What you need to do :: Arrange the lines from the one containing "Question. Provide a point on each instance of the garbage" through the one containing "x=909, y=332", both included, as a Markdown table with the columns Number and Record line, skipping blank lines.

Coordinate point records
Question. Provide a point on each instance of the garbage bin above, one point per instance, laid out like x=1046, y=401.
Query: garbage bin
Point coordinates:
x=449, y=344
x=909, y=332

* * *

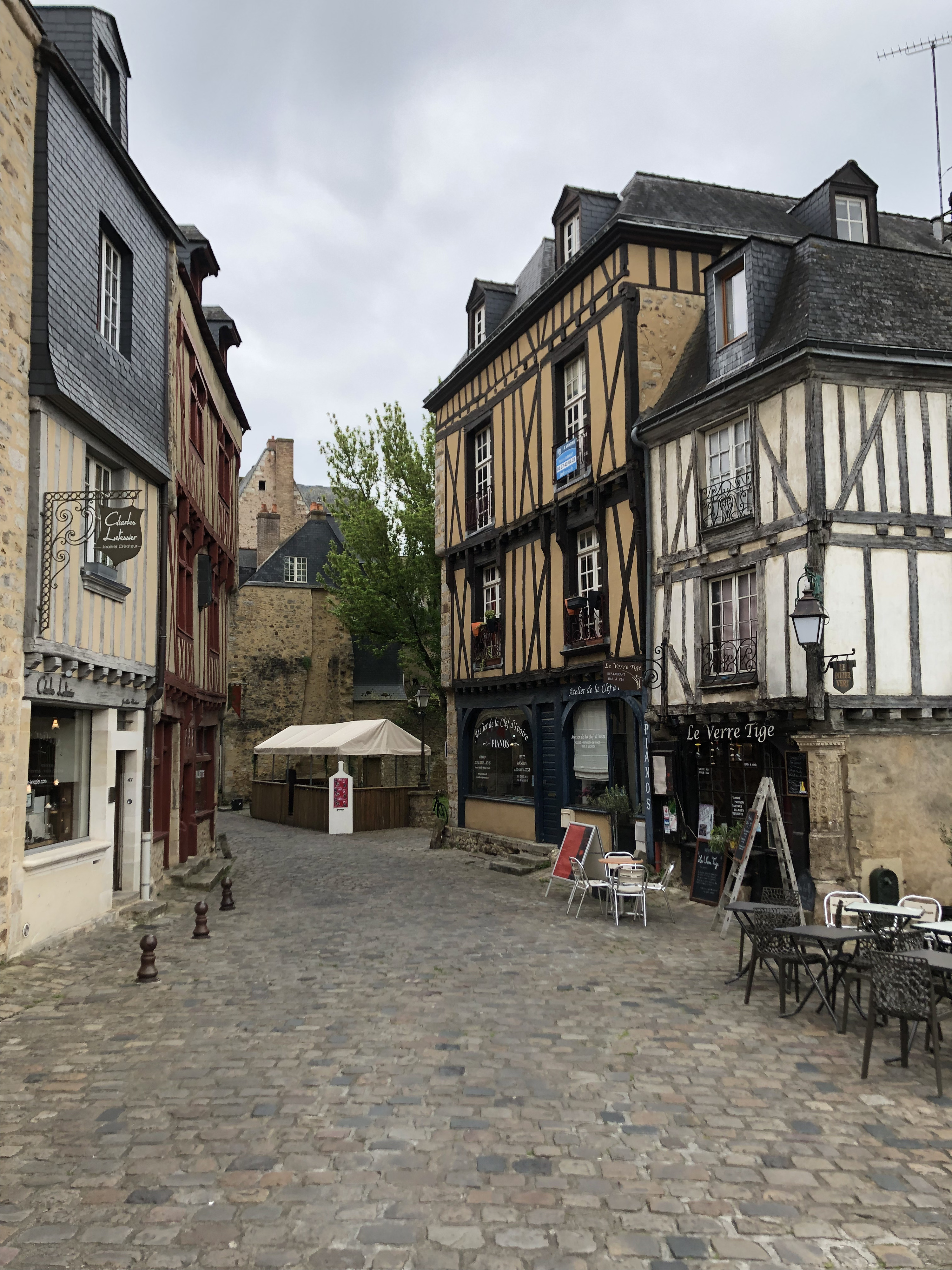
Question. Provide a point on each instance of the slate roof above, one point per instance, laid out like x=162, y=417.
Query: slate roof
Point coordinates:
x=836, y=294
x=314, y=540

Written response ::
| Number | Record line |
|---|---|
| 1 | Question. Provide a point on each instance of the garbage bin above, one point per instance, laid out like x=1046, y=401. |
| 2 | Query: garbage bin |
| 3 | Point coordinates: |
| 4 | x=449, y=344 |
| 5 | x=909, y=332 |